Exercices à traiter -
(1) Dans l'article de dictionnaire consacré au mot « merde », quel synonyme est donné pour le sens « désordre, confusion » ?
(2) Rédigez la suite de l'article de dictionnaire consacré au mot « merde ».

B. — P. anal. ou au fig.
1. [Désigne péjorativement une chose, une pers. ou une situation]
♦Chose considérée comme sans valeur, sans importance, de très mauvaise qualité; personne négligeable, méprisable. Huysmans (...) n'a pas d'intelligence, mais j'avoue qu'il a bien rendu ses indigestions. Barrès aussi: c'est l'élève de Huysmans. Seulement, il a transposé ses indigestions et a raconté les petites merdes de son âme (RENARD, Journal, 1892, p.127). Le gros épicier (...) se mit à me vendre consciencieusement de la merde, le jour où il apprit que j'étais un pauvre (BLOY, Journal, 1905, p.260). Mme Henningsen retira sa cigarette de ses lèvres et se prit à me flatter la joue du revers de ses doigts. — Pff! pff! petite merde! murmura-t-elle avec un souriant mépris, mais d'une voix caressante (DUHAMEL, Jard. bêtes sauv., 1934, p.84):
• 2. En somme, tant qu'on est à la guerre, on dit que ce sera mieux dans la paix et puis on bouffe cet espoir-là comme si c'était du bonbon et puis c'est rien quand même que de la merde. On n'ose pas le dire d'abord pour dégoûter personne. On est gentil somme toute. Et puis un beau jour on finit quand même par casser le morceau devant tout le monde.
CÉLINE, Voyage, 1932, p.292.
Ne pas se prendre pour une merde; ne pas se croire de la merde. Se prendre pour un personnage important. (Dict. XXe s.).
♦Désordre, confusion. Synon. bordel. Foutre, mettre, semer la merde (quelque part). Après il y a eu des manifestations, ils ont commencé à foutre la merde, à casser les vitrines (Libération, 13 mars 1978, p.20 ds REY-CHANTR. Expr. 1979).
♦Situation inextricable, difficile ou désagréable. Être dans la merde (jusqu'au cou, jusqu'aux yeux); se foutre, se mettre dans la merde; foutre, mettre qqn dans la merde; laisser qqn dans la merde. Je suis pauvre aujourd'hui. J'aurai de l'argent demain (...). Je vais être sage, travailler. Ma petite femme viendra m'embrasser, sans doute. Ça m'est égal d'être dans la merde, pourvu qu'elle mange du homard (RENARD, Journal, 1892, 139). «(...) Tu votais, non? Moi, je votais pas, j'ai vingt-deux ans, j'ai jamais voté». «Qu'est-ce que ça prouve?» «Ça prouve que tu votais comme un con et que tu nous as foutus dans la merde» (SARTRE, Mort ds âme, 1949, p.211).

Extrait des données -

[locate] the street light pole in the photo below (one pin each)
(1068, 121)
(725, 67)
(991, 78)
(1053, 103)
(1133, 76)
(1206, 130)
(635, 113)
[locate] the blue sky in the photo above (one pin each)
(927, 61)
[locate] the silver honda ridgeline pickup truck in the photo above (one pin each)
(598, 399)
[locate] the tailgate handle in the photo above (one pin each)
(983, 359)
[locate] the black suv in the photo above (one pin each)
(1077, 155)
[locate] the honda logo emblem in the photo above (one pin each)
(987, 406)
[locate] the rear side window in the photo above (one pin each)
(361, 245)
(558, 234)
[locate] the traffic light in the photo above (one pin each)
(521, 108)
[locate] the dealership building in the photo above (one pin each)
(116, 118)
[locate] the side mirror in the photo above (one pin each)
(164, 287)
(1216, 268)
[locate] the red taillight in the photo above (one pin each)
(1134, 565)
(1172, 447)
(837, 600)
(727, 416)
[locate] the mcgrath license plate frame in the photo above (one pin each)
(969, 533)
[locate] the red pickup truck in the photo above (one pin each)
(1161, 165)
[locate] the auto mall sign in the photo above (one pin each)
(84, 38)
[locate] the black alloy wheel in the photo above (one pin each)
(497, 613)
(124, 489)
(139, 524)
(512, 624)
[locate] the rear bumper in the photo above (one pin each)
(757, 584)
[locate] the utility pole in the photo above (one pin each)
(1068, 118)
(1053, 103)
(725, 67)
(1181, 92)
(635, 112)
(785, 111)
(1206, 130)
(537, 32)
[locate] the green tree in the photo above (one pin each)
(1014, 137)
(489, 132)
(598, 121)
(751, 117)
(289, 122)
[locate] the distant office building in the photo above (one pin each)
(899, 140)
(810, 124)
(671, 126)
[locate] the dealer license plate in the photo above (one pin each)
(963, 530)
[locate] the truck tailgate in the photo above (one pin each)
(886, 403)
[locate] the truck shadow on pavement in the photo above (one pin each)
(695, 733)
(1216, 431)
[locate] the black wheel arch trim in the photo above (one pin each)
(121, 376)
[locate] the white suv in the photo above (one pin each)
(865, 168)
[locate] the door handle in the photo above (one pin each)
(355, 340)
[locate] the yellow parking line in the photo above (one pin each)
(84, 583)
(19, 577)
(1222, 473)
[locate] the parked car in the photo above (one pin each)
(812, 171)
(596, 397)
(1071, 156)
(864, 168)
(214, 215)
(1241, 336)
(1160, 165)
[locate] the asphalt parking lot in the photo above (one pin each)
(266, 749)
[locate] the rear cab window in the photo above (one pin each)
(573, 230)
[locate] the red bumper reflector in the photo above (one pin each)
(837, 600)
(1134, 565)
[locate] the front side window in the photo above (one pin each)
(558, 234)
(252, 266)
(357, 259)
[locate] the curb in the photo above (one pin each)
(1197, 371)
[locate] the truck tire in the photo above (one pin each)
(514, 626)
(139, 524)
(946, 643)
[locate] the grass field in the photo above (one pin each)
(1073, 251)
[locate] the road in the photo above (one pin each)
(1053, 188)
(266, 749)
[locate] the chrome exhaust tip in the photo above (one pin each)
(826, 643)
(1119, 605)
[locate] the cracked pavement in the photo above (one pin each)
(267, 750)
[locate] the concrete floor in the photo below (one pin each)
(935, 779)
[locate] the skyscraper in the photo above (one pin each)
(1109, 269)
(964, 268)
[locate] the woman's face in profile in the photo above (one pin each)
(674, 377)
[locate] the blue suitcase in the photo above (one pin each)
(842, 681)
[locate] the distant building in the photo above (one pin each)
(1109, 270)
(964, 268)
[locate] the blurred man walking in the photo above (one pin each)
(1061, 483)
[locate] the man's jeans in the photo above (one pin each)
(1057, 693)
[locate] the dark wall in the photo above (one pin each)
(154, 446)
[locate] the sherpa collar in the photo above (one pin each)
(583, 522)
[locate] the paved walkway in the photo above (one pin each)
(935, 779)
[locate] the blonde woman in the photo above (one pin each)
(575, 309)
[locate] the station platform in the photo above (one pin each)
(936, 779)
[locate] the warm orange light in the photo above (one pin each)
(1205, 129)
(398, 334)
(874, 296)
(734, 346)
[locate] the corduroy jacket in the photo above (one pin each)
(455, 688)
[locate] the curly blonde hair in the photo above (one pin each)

Réponses par exercice -
(1) Bordel.

(2)
2. [En fonction de déterm.]
♦Subst. + de merde. [Qualifie une chose ou une pers. considérée comme méprisable, gênante ou irritante] Je suis maintenant externe libre, ce qui est on ne peut mieux, en attendant que je sois tout à fait parti de cette sacrée nom de dieu de pétaudière de merde de collège (FLAUB., Corresp., 1838, p.30). Honoré brandit les poings au-dessus de la tête de Ferdinand. Il disait n'avoir jamais vu d'animal aussi stupide que ce bougre d'âne bâté de vétérinaire de merde (AYMÉ, Jument, 1933, p.136).
Coup de merde. Coup de cafard. Dehors, j'ai eu encore un coup de noir (...). J'ai eu un coup de merde comme si j'étais devenu mon propre ennemi public numéro un (E. AJAR, L'Angoisse du roi Salomon, Paris, Mercure de France, 1979, p.167).
♦Subst. + à la merde. Ici, ce matin. Pluie et ennuis, cafard, l'âme à la merde, ce plat du jour! (VALÉRY, Corresp. [avec Gide], 1940, p.521).
3. Loc. Avoir qqn, qqc. à la merde. Mépriser, détester (cf. avoir à la caille, v. caille2). Et comme je ne puis pas paraître à mon dépôt, en Arles, à cause des copains qui doivent m'avoir à la merde, je voudrais rejoindre le maquis. J'aime mieux recevoir une balle dans la peau si l'on me juge mal que de crever en Allemagne (CENDRARS, Bourlinguer, 1948, p.278).
C. — Argot
1. Argot de l'aviat. Temps bouché rendant la visibilité nulle. (Ds ESN. 1966, Lar. Lang. fr., Lexis 1975).
2. Argot de la drogue. Héroïne. P. ext. Toute drogue dure. Les mecs, pour l'héroïne, disent tous «la merde» et il y a eu un môme de huit ans qui avait entendu que les mecs se faisaient des piqûres de merde et que c'était le pied et il avait chié sur un journal et il s'était foutu une piqûre de vraie merde, croyant que c'était la bonne, et il en est mort (E. AJAR, La Vie devant soi, Paris, Mercure de France, 1975, p.230).
3. Argot de l'impr. Encre grasse. Ligne de merde. ,,Ligne placée à l'envers qui laisse une simple trace noire sur la page`` (VOYENNE 1967).
II. — Interj., vulg.
A. — [Marque l'émotion du locuteur qui ne s'adresse pas à un interlocuteur et qui ne vise pas, par son énonciation, à changer un état de fait]
1. [Exprime l'irritation, l'exaspération] Après tout, merde! Voilà, avec ce grand mot on se console de toutes les misères humaines; aussi je me plais à le répéter: merde, merde! (FLAUB., Corresp., 1845, p.180).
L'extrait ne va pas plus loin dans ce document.